-- EXTRACT PROVIDED follows --

Posted by Andrew Roman on January 18, 2009

In recent days, there have been a host of articles, recollections, retrospectives and commentary tendered on the Presidency of George W. Bush.

As expected, with the grace of a five-year old’s temper tantrum, many of the Bush missives have been mercilessly scathing and unforgiving. Some have been fair, but most have been written by spoiled-brat foot-stompers who cannot stop sticking pins in their “W” dolls long enough to string two coherent thoughts together. Admittedly, there is enough to criticize President Bush for from a conservative perspective, but it’s difficult to take any analysis of his eight years in office seriously that relentlessly punishes him for keeping the United States free from terrorism for seven years.

Rather than compose a piece trying to summarize the Bush Presidency, as many more have done far better than I could ever hope to, I decided to post a modest little video, just over a minute long, that I consider one of the shining moments of his Presidency – a powerful, moving and unforgettable moment from his time as Commander-In-Chief.

It illustrates his strength as well as his humanity.

It was nine days after the attacks of September 11, 2001 in front of a joint session of Congress.

-- EXTRACT PROVIDED concluded --

• [ABOUT THIS TASK]: Can you rewrite the passage of the post on the Bush Presidency, starting with "Posted by Andrew" and going on through "for seven years.", changing "scathing" to "harsh"?

-- EXTRACTED RECORDS follows --

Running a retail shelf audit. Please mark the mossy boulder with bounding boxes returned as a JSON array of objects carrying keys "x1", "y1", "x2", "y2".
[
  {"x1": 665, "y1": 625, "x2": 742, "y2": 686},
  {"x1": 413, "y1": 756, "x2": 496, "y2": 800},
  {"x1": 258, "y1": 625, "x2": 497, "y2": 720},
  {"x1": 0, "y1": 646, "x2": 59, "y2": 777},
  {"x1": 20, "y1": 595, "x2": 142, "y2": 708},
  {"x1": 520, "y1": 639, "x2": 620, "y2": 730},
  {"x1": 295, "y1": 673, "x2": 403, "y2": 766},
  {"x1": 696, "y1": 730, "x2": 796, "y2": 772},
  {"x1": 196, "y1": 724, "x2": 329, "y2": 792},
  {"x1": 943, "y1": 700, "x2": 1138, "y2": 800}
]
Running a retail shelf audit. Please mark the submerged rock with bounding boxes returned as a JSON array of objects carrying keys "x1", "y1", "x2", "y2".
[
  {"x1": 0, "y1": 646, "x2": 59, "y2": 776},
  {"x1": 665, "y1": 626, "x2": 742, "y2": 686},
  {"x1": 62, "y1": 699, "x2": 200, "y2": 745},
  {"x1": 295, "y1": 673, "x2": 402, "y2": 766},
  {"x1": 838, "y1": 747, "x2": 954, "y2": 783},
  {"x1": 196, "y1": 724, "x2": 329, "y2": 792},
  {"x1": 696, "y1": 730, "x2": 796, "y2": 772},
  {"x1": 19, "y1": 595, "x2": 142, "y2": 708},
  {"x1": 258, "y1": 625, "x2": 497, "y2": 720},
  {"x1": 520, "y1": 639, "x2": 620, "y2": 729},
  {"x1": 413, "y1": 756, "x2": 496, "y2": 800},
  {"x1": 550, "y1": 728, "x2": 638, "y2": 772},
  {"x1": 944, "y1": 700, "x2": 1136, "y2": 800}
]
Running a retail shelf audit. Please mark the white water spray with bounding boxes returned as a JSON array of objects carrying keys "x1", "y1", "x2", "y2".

-- EXTRACTED RECORDS concluded --

• [EXERCISE OUTPUT]:
Posted by Andrew Roman on January 18, 2009

In recent days, there have been a host of articles, recollections, retrospectives and commentary tendered on the Presidency of George W. Bush.

As expected, with the grace of a five-year old’s temper tantrum, many of the Bush missives have been mercilessly harsh and unforgiving. Some have been fair, but most have been written by spoiled-brat foot-stompers who cannot stop sticking pins in their “W” dolls long enough to string two coherent thoughts together. Admittedly, there is enough to criticize President Bush for from a conservative perspective, but it’s difficult to take any analysis of his eight years in office seriously that relentlessly punishes him for keeping the United States free from terrorism for seven years.